■ **Descripción de la tarea**:
Por favor, transcribe del texto sobre Augusto y la religión romana el tramo que va desde "Octavio, hijo adoptivo" hasta "de los dioses.".

■ **Texto seleccionado**:

◆ ◆ ◆ ◆

Octavio, hijo adoptivo de Julio César, creó el Imperio, una entidad capaz de mantener un lazo común a pesar de
la multiplicidad de razas y naciones, y la Religión debía ser en ella el más poderoso principio de unión.
Empezó por hacerse otorgar (27 a. de J.C.) el nombre de Augusto y siguió el consejo que a los romanos daba
Horacio de reconstruir los templos y santuarios de los dioses.
En el año 28 a. de J.C. gastó cerca de cien millones de sestercios en el restablecimiento de las ceremonias
tradicionales ya olvidadas y en la reconstrucción de templos que la indiferencia o las guerras habían hecho
caer en el olvido. Aumentó los colegios de pontífices, favoreció a las vestales e hizo revivir las fiestas
lupercales y las saturnales.
Horacio escribió versos acerca de la alianza de la piedad con la prosperidad y la dicha. El voluptuoso Ovidio
se asombraba de verse convertido en versificador del calendario religioso, y Virgilio escogió como héroe de su
Eneida a un sacerdote, el piadoso Eneas, ingeniándose para introducir en la trama de su poema cuanto tuviese
relación con los temas religiosos.

◆ ◆ ◆ ◆

■ **Líneas de datos**:
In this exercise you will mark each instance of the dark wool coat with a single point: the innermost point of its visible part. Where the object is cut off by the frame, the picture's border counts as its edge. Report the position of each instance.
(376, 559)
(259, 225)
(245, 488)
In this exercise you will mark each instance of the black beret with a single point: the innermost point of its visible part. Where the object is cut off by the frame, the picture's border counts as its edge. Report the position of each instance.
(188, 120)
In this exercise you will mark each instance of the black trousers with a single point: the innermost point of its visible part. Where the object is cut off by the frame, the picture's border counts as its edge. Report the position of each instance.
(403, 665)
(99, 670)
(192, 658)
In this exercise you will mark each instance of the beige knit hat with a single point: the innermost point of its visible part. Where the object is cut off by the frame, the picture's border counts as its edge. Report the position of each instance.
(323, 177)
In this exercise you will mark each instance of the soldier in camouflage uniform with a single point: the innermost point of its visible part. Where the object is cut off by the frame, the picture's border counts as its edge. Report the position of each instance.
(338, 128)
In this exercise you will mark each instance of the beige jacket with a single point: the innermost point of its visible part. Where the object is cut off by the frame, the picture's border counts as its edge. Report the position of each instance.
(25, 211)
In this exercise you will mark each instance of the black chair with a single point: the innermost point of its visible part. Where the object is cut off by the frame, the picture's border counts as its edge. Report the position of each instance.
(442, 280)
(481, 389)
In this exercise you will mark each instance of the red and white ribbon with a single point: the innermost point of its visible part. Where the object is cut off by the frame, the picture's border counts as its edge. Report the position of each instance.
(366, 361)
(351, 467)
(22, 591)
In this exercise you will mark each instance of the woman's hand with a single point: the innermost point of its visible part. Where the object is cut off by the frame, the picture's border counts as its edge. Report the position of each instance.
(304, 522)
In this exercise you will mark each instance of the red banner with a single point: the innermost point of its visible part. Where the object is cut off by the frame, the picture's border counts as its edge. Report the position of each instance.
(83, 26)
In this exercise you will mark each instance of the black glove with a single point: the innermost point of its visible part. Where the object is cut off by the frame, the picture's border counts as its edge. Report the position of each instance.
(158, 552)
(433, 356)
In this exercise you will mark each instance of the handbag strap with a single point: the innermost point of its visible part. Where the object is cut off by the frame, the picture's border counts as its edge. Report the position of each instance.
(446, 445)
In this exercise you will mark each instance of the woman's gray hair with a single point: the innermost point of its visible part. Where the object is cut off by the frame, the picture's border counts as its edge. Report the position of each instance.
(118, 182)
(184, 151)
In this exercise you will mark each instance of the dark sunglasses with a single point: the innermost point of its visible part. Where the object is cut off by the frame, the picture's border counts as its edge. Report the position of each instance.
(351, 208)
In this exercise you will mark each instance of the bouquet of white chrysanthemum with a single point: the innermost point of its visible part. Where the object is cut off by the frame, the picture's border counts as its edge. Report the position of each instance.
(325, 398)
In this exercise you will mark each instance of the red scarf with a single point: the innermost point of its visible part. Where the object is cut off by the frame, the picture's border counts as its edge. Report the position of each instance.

◆ ◆ ◆ ◆

■ **Respuesta del ejercicio**:
Octavio, hijo adoptivo de Julio César, creó el Imperio, una entidad capaz de mantener un lazo común a pesar de
la multiplicidad de razas y naciones, y la Religión debía ser en ella el más poderoso principio de unión.
Empezó por hacerse otorgar (27 a. de J.C.) el nombre de Augusto y siguió el consejo que a los romanos daba
Horacio de reconstruir los templos y santuarios de los dioses.